**Supplied records:**
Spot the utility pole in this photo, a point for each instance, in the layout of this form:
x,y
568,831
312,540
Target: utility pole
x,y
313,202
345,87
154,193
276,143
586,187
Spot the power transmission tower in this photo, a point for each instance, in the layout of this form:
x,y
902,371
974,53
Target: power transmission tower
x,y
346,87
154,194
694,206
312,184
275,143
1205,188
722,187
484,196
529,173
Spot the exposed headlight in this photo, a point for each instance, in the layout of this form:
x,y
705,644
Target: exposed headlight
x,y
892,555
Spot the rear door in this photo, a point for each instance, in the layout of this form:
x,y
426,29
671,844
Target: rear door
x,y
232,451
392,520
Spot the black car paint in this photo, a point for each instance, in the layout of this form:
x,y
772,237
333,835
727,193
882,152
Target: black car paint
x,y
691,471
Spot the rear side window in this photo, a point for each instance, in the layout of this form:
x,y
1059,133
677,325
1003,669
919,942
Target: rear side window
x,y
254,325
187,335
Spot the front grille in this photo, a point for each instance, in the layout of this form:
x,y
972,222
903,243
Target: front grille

**Problem:** Your task is to write out the lines from the one with "Spot the exposed" through the end of the records, exactly and with nothing added.

**Output of the task:**
Spot the exposed headlight in this photo, a point for each instance, in the layout of this form:
x,y
705,644
Target: exposed headlight
x,y
892,555
Spot the rear door in this photo, a point for each instance, in the layout of this form:
x,y
426,29
671,844
Target: rear door
x,y
232,451
392,520
Spot the black car paint in this photo, a point for each instance, in the layout of this form:
x,y
772,237
333,835
727,193
882,152
Target: black car paint
x,y
691,471
Spot the rear side window in this photo, a point for each instance, in the layout of this form:
x,y
1059,133
677,325
1003,669
919,942
Target: rear side window
x,y
254,325
187,335
Spot the front grille in this photo, a point for each instance, in the layout of this form:
x,y
972,222
903,243
Target: front grille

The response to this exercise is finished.